[[ Records for processing open ]]

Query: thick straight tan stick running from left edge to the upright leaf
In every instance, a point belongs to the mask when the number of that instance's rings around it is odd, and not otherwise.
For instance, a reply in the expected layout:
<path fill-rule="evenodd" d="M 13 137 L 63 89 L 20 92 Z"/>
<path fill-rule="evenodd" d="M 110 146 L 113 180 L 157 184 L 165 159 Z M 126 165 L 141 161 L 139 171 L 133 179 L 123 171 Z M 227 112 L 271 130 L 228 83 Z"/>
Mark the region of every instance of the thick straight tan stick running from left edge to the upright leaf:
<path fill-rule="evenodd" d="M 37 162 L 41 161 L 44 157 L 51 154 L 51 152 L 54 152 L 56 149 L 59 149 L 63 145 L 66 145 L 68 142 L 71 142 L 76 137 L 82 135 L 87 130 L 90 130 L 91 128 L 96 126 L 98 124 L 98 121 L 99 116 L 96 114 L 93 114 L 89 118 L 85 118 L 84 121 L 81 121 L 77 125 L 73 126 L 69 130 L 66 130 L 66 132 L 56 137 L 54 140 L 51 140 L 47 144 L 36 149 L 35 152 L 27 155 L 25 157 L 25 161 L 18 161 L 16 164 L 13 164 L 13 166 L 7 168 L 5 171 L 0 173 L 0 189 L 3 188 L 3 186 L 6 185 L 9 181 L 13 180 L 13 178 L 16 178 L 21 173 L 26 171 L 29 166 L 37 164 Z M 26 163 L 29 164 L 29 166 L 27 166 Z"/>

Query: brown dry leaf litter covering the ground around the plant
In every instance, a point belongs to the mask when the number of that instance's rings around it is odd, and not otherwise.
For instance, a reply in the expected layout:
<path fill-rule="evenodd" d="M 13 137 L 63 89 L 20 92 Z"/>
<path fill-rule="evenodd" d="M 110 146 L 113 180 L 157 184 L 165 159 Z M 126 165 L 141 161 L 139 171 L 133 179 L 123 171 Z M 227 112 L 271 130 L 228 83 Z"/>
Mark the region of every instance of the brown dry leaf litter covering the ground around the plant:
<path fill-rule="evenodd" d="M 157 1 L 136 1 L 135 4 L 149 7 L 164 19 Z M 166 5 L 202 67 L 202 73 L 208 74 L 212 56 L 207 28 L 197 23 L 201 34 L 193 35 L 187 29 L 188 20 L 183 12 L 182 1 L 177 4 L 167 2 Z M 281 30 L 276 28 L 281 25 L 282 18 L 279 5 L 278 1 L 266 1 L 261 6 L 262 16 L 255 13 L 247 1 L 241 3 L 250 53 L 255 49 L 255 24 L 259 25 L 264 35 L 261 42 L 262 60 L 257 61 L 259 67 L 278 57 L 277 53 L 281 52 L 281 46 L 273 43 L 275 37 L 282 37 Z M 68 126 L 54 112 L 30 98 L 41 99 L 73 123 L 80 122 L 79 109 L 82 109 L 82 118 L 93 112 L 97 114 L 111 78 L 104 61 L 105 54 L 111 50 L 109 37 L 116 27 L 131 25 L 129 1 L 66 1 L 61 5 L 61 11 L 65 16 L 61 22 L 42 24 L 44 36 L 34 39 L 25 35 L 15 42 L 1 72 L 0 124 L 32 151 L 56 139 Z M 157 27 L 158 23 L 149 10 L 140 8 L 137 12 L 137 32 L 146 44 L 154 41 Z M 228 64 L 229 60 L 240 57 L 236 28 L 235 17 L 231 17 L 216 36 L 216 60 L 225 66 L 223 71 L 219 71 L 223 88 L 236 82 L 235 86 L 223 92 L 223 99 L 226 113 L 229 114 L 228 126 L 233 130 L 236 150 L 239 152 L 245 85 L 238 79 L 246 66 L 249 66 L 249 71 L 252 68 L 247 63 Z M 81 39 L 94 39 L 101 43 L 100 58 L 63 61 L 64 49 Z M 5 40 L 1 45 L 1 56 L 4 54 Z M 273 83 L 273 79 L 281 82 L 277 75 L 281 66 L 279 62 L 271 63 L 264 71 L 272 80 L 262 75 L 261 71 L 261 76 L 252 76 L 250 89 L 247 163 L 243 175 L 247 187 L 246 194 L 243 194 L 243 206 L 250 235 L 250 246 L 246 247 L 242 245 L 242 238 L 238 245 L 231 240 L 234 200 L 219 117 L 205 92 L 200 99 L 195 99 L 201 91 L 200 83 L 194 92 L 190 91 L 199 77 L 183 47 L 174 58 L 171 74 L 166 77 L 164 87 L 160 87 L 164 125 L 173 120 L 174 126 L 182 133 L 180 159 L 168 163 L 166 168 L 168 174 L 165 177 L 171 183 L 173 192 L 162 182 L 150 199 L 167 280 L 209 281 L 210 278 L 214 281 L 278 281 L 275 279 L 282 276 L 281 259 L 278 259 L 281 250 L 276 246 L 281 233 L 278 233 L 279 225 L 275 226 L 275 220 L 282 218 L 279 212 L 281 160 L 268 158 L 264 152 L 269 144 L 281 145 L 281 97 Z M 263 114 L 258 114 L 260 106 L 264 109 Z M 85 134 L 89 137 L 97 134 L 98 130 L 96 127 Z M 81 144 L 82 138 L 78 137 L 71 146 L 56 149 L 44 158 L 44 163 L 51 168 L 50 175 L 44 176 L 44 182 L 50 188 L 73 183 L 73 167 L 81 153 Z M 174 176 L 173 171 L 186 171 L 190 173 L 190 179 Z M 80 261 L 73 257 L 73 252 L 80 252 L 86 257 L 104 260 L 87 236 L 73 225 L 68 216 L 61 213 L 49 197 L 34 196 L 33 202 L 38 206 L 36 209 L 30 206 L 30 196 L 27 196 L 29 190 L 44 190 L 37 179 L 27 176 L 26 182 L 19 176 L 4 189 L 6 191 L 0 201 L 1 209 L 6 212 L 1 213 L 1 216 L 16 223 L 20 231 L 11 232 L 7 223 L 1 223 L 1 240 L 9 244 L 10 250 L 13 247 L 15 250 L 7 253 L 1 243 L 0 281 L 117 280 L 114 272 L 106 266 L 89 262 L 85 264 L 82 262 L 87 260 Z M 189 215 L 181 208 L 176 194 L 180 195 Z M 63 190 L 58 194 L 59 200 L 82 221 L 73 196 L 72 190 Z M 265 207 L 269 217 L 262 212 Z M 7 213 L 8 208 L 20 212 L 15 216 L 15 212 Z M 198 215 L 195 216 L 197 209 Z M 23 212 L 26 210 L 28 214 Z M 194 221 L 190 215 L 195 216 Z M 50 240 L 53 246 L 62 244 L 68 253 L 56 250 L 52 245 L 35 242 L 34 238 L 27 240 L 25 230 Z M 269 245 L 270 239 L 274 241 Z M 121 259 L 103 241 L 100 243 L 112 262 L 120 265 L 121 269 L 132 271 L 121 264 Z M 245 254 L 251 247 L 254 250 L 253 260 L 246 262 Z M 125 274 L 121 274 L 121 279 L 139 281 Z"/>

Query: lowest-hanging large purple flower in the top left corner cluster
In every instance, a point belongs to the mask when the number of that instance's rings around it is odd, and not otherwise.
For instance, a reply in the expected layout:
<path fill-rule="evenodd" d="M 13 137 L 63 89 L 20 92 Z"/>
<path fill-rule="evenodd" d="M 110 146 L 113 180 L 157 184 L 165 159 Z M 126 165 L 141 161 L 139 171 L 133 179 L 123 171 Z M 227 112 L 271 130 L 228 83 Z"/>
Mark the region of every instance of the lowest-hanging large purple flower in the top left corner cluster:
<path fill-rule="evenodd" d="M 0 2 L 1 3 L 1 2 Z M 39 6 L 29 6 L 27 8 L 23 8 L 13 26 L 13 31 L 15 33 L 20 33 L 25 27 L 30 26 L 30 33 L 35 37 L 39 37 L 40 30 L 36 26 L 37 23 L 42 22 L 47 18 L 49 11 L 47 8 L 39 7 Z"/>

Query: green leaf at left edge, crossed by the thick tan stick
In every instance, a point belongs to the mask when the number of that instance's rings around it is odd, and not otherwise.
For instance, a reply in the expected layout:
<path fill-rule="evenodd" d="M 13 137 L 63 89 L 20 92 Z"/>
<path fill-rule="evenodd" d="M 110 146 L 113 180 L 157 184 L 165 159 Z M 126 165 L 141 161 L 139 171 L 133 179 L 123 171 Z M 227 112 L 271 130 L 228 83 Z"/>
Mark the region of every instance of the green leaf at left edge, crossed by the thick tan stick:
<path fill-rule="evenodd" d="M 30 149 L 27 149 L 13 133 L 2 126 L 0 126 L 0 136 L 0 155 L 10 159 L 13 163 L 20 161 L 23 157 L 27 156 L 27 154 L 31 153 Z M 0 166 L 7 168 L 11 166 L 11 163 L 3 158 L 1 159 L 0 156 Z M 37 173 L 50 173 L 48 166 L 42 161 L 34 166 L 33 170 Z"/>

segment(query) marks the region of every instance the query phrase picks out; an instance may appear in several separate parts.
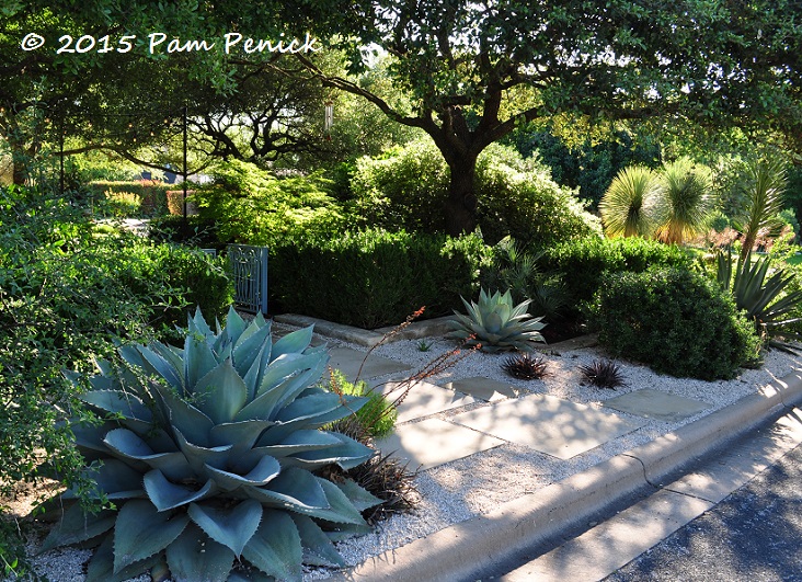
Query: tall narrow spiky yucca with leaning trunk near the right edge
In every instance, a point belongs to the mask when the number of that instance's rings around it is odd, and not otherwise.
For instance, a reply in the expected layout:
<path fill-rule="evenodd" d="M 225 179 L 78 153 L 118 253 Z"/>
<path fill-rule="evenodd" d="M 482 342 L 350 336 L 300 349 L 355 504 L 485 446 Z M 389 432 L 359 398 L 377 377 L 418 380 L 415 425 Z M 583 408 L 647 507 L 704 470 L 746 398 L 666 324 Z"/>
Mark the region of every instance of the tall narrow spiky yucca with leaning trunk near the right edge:
<path fill-rule="evenodd" d="M 752 251 L 761 229 L 777 229 L 776 216 L 782 210 L 783 194 L 788 186 L 786 168 L 777 158 L 752 161 L 743 186 L 745 197 L 735 228 L 744 235 L 741 261 Z"/>

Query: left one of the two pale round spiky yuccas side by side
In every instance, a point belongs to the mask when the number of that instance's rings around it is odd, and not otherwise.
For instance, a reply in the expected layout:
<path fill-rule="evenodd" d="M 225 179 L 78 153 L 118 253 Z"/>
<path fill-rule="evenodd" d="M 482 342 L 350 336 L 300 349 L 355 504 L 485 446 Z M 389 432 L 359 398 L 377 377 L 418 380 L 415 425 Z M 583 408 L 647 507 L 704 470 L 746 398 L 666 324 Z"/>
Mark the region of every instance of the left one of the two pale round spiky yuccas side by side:
<path fill-rule="evenodd" d="M 618 172 L 598 209 L 608 237 L 651 236 L 660 181 L 644 166 L 630 166 Z"/>

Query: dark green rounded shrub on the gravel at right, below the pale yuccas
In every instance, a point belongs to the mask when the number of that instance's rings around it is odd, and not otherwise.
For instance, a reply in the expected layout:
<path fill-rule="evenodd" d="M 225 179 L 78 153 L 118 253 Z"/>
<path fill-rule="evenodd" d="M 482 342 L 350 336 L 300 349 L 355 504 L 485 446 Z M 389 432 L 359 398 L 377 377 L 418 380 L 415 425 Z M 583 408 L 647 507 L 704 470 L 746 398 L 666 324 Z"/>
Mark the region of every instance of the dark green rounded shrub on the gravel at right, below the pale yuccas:
<path fill-rule="evenodd" d="M 760 340 L 732 298 L 703 275 L 656 267 L 604 277 L 594 301 L 599 343 L 661 374 L 732 378 Z"/>

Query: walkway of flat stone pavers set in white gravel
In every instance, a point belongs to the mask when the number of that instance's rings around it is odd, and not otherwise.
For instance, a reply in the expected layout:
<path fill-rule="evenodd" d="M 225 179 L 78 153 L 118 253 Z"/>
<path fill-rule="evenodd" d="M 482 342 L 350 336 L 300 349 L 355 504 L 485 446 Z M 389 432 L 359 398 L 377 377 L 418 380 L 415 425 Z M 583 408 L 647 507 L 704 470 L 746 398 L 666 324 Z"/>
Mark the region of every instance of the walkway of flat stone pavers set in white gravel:
<path fill-rule="evenodd" d="M 370 383 L 410 366 L 350 347 L 333 347 L 330 365 L 355 379 Z M 403 388 L 400 380 L 378 386 L 390 399 Z M 490 406 L 440 413 L 477 402 Z M 419 383 L 398 407 L 394 433 L 377 443 L 379 449 L 408 459 L 410 467 L 428 469 L 504 443 L 530 447 L 560 459 L 570 459 L 610 440 L 634 431 L 646 419 L 676 421 L 709 408 L 702 401 L 642 389 L 612 398 L 598 410 L 546 395 L 520 396 L 512 385 L 482 377 L 437 386 Z M 618 412 L 642 416 L 625 419 Z M 433 415 L 439 415 L 433 418 Z"/>

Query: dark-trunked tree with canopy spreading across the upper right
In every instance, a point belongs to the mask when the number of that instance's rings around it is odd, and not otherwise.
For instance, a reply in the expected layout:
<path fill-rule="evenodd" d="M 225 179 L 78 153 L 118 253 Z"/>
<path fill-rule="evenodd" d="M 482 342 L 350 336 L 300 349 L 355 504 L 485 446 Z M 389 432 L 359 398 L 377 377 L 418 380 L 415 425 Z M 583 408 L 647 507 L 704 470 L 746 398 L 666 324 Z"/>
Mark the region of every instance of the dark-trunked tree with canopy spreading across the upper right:
<path fill-rule="evenodd" d="M 432 136 L 451 171 L 446 216 L 458 233 L 476 226 L 477 156 L 525 122 L 660 118 L 799 135 L 800 12 L 798 0 L 365 0 L 339 45 L 355 69 L 370 59 L 365 46 L 390 55 L 413 105 L 325 81 Z"/>

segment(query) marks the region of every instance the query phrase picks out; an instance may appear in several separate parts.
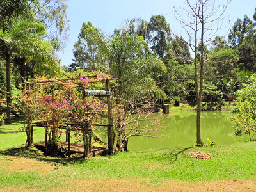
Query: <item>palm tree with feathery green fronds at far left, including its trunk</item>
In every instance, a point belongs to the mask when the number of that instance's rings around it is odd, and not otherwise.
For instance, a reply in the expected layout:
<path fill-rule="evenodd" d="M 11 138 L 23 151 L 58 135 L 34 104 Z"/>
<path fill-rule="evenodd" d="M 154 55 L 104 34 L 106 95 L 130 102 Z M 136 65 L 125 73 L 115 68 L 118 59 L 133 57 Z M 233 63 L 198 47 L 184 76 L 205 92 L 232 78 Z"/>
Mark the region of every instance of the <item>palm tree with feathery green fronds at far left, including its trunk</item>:
<path fill-rule="evenodd" d="M 0 30 L 1 52 L 6 63 L 6 90 L 11 93 L 10 69 L 11 57 L 15 54 L 15 63 L 20 65 L 22 82 L 26 79 L 26 64 L 33 59 L 42 61 L 54 61 L 54 49 L 43 39 L 45 33 L 44 24 L 35 19 L 28 20 L 23 17 L 12 19 L 5 30 Z M 18 62 L 19 61 L 19 62 Z M 7 120 L 10 124 L 10 97 L 7 97 Z"/>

[[ Records for processing closed ]]

● Exercise
Return, with no change at all, every line in the entries above from the line containing "Mark the region of every instance of the left" through the line containing "Query: dark green".

● Result for this task
Mark the region of every instance of the left one of the two pale round spiky yuccas side by side:
<path fill-rule="evenodd" d="M 618 172 L 598 209 L 608 237 L 651 236 L 660 181 L 644 166 L 630 166 Z"/>

Query: dark green rounded shrub on the gravel at right, below the pale yuccas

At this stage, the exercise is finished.